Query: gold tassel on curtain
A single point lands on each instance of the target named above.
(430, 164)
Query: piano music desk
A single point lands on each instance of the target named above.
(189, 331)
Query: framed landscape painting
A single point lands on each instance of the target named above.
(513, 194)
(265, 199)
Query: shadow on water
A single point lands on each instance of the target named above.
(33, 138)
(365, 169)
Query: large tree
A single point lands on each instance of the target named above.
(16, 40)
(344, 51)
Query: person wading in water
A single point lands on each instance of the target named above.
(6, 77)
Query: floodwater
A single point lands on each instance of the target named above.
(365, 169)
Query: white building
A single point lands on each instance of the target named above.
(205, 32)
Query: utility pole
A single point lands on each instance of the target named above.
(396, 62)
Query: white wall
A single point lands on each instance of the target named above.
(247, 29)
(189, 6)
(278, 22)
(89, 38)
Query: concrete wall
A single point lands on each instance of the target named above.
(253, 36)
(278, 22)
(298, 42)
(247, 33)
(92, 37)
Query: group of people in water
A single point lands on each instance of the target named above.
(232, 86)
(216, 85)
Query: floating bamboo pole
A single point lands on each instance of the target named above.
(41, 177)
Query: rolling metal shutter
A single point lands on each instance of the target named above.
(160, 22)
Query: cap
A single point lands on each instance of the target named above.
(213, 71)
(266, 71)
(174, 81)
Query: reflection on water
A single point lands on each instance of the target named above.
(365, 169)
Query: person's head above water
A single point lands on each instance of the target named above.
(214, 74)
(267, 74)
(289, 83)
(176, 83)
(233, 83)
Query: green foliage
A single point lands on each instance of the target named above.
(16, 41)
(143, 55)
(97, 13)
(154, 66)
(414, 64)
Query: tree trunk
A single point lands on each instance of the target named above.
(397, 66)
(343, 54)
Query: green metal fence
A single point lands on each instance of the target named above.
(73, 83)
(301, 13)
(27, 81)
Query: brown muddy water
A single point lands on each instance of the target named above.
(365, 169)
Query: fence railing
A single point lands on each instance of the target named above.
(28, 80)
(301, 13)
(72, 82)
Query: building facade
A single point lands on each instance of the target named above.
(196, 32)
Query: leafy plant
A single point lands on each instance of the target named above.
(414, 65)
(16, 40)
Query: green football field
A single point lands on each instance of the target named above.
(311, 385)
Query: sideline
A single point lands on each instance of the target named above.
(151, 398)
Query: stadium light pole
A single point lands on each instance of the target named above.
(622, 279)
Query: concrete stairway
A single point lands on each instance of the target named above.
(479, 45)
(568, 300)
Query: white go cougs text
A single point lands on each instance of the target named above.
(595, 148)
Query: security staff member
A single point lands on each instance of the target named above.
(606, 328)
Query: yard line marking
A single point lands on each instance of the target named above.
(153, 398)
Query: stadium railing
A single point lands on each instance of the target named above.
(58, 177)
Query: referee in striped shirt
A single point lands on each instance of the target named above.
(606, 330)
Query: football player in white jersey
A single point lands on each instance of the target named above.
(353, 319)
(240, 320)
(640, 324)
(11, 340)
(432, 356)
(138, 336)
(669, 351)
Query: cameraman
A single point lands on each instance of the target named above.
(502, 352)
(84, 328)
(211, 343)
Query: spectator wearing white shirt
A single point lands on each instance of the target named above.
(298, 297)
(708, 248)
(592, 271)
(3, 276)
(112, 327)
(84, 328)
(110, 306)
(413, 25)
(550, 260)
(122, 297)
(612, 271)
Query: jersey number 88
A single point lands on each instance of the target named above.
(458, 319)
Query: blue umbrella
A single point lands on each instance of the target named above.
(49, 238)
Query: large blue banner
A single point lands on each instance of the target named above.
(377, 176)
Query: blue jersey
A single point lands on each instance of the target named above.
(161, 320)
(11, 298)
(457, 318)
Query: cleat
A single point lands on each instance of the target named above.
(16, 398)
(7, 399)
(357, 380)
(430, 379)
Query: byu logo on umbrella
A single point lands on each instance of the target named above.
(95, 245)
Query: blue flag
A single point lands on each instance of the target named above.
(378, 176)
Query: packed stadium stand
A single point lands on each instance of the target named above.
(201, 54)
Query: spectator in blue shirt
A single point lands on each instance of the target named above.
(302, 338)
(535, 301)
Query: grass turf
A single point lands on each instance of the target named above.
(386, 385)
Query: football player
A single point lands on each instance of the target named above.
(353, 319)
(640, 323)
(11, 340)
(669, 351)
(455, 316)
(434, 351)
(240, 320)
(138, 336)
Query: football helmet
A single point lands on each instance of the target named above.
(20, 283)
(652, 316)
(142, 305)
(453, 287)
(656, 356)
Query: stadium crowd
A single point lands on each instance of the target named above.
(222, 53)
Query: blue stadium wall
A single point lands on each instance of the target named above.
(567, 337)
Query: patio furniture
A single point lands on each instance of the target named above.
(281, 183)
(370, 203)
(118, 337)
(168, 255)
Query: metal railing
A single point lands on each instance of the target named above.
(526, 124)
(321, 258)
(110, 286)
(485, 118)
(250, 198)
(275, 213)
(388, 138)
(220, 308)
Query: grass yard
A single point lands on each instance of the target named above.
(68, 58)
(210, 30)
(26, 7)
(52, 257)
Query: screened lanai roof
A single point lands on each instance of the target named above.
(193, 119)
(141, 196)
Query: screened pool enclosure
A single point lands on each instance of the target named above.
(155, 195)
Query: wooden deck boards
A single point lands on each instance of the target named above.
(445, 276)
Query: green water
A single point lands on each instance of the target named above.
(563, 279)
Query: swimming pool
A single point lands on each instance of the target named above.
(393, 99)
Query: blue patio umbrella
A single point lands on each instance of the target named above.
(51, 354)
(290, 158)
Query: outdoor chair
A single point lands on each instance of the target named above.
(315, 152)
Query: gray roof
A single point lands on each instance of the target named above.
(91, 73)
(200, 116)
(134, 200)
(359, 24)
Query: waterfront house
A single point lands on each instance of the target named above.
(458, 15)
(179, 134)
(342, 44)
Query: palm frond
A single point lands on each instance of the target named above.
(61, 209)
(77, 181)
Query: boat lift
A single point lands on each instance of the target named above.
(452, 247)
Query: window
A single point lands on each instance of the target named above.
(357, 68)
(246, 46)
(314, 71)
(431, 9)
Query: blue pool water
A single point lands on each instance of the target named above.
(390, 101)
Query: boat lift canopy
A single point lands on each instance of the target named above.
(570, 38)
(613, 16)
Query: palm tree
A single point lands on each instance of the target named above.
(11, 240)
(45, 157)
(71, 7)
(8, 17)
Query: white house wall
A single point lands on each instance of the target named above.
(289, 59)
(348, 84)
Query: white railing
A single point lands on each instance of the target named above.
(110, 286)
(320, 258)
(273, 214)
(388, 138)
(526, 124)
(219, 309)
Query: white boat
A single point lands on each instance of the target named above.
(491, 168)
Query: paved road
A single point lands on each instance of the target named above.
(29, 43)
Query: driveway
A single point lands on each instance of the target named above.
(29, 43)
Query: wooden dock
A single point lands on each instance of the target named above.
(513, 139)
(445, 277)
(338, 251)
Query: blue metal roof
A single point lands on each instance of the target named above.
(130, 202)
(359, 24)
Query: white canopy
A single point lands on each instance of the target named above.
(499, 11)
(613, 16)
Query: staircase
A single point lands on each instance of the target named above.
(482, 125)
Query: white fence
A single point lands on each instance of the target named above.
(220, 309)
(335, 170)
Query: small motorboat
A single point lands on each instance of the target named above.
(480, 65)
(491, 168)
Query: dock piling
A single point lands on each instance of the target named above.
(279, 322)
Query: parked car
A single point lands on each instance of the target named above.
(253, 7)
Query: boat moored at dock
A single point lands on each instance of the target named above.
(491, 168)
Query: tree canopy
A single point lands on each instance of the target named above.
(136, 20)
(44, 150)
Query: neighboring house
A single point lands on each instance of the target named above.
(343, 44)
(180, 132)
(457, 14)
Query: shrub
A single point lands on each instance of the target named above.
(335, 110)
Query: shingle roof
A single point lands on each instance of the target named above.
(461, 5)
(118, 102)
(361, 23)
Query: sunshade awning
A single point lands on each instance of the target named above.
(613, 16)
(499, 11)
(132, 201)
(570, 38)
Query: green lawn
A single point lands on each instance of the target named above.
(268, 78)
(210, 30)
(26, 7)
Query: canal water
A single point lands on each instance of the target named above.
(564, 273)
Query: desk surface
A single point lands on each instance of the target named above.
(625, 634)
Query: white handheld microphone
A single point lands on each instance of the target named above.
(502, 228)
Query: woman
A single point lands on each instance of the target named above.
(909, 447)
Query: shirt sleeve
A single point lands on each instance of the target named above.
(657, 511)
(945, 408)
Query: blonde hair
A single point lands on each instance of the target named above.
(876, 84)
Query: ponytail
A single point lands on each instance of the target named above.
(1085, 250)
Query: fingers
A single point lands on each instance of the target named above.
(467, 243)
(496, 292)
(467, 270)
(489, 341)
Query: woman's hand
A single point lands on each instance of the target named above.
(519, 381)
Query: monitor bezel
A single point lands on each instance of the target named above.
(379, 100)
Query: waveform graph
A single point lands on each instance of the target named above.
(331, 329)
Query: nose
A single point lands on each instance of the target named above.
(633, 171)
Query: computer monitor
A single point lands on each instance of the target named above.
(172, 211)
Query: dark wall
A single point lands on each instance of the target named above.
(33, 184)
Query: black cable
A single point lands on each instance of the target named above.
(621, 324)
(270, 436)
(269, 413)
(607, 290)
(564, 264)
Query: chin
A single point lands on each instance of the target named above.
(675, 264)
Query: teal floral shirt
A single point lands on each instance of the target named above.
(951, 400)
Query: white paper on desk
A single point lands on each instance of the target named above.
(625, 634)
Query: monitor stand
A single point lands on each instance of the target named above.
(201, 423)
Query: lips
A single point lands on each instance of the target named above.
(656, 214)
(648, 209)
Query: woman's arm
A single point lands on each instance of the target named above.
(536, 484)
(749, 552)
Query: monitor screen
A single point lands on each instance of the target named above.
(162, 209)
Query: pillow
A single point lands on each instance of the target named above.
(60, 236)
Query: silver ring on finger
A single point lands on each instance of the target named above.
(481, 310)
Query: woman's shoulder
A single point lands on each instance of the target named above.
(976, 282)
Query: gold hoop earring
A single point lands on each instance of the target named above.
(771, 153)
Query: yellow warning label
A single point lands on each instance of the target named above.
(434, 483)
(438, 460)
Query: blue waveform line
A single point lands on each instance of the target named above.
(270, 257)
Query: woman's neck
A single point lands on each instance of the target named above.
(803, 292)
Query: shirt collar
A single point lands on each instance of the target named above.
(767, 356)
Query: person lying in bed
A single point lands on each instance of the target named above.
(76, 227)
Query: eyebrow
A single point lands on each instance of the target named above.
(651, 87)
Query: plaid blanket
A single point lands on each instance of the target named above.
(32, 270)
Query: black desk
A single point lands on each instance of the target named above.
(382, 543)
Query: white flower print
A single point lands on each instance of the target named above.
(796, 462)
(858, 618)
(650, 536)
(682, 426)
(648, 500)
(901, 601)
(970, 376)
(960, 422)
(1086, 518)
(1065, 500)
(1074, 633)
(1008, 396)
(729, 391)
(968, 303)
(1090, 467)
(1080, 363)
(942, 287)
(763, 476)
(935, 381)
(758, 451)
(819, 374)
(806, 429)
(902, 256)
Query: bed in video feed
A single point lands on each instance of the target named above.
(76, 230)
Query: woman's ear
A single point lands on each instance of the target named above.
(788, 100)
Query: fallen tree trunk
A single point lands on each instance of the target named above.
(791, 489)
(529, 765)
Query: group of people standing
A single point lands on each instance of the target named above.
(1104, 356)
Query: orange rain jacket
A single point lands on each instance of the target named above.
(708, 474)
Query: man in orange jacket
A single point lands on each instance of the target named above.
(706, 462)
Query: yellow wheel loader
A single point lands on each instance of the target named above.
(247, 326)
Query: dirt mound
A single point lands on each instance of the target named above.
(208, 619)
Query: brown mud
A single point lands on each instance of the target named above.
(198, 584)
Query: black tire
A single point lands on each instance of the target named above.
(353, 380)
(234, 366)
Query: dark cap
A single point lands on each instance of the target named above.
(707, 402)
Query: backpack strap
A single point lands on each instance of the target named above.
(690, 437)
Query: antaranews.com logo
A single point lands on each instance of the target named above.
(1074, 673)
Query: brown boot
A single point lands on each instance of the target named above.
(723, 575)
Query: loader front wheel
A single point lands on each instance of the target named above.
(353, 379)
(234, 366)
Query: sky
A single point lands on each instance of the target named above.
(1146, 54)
========
§ **The problem**
Exact duplication is required for the lines above, from the line that contains "Query: shirt collar" to the line that contains "Query: white flower print", inclusive; omit all others.

§ **Answer box**
Query: shirt collar
A single point lands on each instance of the target named above.
(767, 356)
Query: person lying in bed
A single point lands on each instance of the target named above.
(76, 227)
Query: eyebrow
A single point lands on each instance of the target named above.
(651, 87)
Query: plaid blanket
A single point lands on each instance of the target named above.
(32, 270)
Query: black desk
A single point lands on each instance of the target named above.
(382, 543)
Query: white flower print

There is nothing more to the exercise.